>> start ENTRIES SHOWN

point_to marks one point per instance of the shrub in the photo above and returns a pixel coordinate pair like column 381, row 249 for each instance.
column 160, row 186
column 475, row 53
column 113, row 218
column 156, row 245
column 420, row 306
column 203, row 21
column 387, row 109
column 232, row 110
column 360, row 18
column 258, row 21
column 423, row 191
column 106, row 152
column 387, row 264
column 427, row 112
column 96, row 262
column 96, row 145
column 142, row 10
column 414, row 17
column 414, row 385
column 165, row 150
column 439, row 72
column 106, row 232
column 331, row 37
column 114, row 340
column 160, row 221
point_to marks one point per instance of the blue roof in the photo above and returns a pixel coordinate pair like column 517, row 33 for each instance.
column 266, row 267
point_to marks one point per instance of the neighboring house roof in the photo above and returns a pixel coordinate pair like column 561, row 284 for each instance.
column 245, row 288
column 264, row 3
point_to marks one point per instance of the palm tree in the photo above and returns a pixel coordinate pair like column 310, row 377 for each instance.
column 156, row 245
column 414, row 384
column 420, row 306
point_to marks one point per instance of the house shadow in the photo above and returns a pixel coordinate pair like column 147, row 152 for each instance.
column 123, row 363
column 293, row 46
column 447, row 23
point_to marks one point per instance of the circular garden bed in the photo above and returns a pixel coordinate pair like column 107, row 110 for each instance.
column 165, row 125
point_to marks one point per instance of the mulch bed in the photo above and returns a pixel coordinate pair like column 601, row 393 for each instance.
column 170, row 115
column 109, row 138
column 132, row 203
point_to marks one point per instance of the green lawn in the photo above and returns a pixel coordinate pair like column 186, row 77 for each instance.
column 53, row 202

>> end ENTRIES SHOWN

▶ **WHAT IS ASKED**
Each entry above needs to be retyped exactly.

▶ **EXERCISE RESULT**
point_to marks one point per instance of the shrub in the photo above and returns a pixel coordinate pair like column 381, row 249 for each instance.
column 160, row 186
column 475, row 53
column 113, row 218
column 156, row 245
column 420, row 306
column 203, row 21
column 387, row 109
column 232, row 110
column 360, row 18
column 258, row 21
column 423, row 191
column 106, row 152
column 387, row 264
column 427, row 112
column 96, row 262
column 96, row 145
column 142, row 10
column 414, row 17
column 414, row 385
column 165, row 150
column 439, row 72
column 106, row 232
column 331, row 37
column 114, row 340
column 160, row 221
point_to marks one point per instance of the blue roof in the photo above and returns a pixel coordinate pair like column 517, row 33 for each instance.
column 266, row 267
point_to marks one point per instance of the neighboring house roof in the photo above and returns a pixel coordinate pair like column 561, row 284 for each instance.
column 245, row 288
column 264, row 3
point_to marks one point per instance of the palm tree in the photo above and returns a pixel coordinate pair like column 310, row 377 for each instance.
column 156, row 245
column 414, row 384
column 420, row 306
point_to marks one point per instance of the house shadow in the photo above and returns a pixel coordinate pair like column 147, row 152 for each instance.
column 123, row 363
column 293, row 46
column 447, row 23
point_to marks one point per instance of the circular garden bed in the photo above and returns a pixel coordinate pair like column 107, row 110 for each instance.
column 165, row 125
point_to marks one point per instance of the mulch bed in the photo above and returns a pixel coordinate pair like column 601, row 393 for each instance.
column 170, row 115
column 109, row 138
column 132, row 203
point_to marks one point per instance of the green lawn in the photo above and returns a pixel coordinate pair like column 186, row 77 for each instance.
column 53, row 202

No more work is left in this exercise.